Maiden Voyage of Gracie Anne (Part 3)

Some time has passed since we published the story about Winslow Maxwell. His final wish in life was to have a custom boat built to sail from Nova Scotia to Cuba. I have had many requests to finish the story. To be honest, the reason I haven’t is it’s a sad ending for me, and I found it hard to put into words — until now.

The story left off when Winslow asked me to come back to Virginia. He wanted me to continue the trip to Florida with him. In early December of 2015, I flew in to meet him. I rented a car and drove to the marina in Redbrook where the Coast Guard had tied him up. His family had recently left after a visit.

I parked the car and headed down a rickety pier. The marina had character, like something from the 1960s or 70s. As I walked, I spotted the mast of Gracie. She was tied starboard side to the end of the pier. When I got to the edge, I looked down. It was low tide, and there was about a four-foot drop down to the boat and no ladder or ramp to get on board. I did a quick visual assessment. She looked OK — not too bad. But I wondered how he got himself from the boat to the dock.

○ ○ ○ ○ ○ ○ ○

• _QUESTIONS_
[1] From the Gracie Anne story, copy the passage starting at "The story left" and ending at "after a visit.".
[2] In the Gracie Anne story, how big was the drop from the pier down to the boat at low tide?

○ ○ ○ ○ ○ ○ ○

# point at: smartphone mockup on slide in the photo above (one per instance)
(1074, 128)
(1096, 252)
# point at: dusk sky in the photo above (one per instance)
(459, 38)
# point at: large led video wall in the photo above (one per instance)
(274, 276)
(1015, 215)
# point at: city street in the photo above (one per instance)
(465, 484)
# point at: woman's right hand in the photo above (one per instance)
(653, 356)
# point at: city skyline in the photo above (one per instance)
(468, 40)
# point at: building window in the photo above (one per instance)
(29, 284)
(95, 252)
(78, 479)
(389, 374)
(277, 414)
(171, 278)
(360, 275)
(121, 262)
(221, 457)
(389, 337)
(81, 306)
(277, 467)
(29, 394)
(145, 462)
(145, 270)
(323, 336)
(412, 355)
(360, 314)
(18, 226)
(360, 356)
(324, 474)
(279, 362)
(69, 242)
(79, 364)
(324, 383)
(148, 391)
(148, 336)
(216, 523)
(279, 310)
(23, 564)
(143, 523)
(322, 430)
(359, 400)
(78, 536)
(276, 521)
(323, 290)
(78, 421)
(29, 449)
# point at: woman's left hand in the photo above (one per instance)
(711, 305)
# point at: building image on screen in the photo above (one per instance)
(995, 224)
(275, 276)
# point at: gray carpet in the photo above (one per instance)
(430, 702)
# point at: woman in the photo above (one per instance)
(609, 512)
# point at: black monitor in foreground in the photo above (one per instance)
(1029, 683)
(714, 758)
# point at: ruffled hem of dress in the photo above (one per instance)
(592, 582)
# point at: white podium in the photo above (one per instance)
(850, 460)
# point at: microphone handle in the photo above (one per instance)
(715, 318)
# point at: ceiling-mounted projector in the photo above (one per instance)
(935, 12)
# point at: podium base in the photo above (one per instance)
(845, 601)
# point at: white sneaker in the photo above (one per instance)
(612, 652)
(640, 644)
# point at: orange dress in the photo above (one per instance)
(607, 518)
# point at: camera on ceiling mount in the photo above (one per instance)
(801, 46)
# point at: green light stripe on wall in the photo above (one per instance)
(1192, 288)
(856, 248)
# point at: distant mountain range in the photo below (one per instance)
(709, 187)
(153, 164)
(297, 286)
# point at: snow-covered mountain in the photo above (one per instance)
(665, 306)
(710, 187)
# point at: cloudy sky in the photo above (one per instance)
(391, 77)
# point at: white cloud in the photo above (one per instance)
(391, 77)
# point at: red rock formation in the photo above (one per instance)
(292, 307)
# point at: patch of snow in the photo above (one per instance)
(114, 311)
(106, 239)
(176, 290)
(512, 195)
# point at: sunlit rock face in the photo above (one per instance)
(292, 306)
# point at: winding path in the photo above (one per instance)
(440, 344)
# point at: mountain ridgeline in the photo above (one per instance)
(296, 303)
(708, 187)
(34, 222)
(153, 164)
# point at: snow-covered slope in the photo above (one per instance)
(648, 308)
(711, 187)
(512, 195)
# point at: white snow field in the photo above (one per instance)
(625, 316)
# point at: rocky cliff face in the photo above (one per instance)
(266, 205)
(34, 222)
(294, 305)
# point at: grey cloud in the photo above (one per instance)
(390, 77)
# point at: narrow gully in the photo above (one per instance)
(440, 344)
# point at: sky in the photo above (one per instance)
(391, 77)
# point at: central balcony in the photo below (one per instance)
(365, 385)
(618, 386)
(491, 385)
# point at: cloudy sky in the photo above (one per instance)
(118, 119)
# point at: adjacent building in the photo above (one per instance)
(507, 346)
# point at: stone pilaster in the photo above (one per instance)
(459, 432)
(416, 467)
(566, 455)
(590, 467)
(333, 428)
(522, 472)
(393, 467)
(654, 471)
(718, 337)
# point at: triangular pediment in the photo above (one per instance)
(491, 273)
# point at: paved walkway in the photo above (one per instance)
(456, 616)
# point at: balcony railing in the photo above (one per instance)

○ ○ ○ ○ ○ ○ ○

• _TASK-BY-TASK SOLUTIONS_
[1]
The story left off when Winslow asked me to come back to Virginia. He wanted me to continue the trip to Florida with him. In early December of 2015, I flew in to meet him. I rented a car and drove to the marina in Redbrook where the Coast Guard had tied him up. His family had recently left after a visit.

[2] About four feet.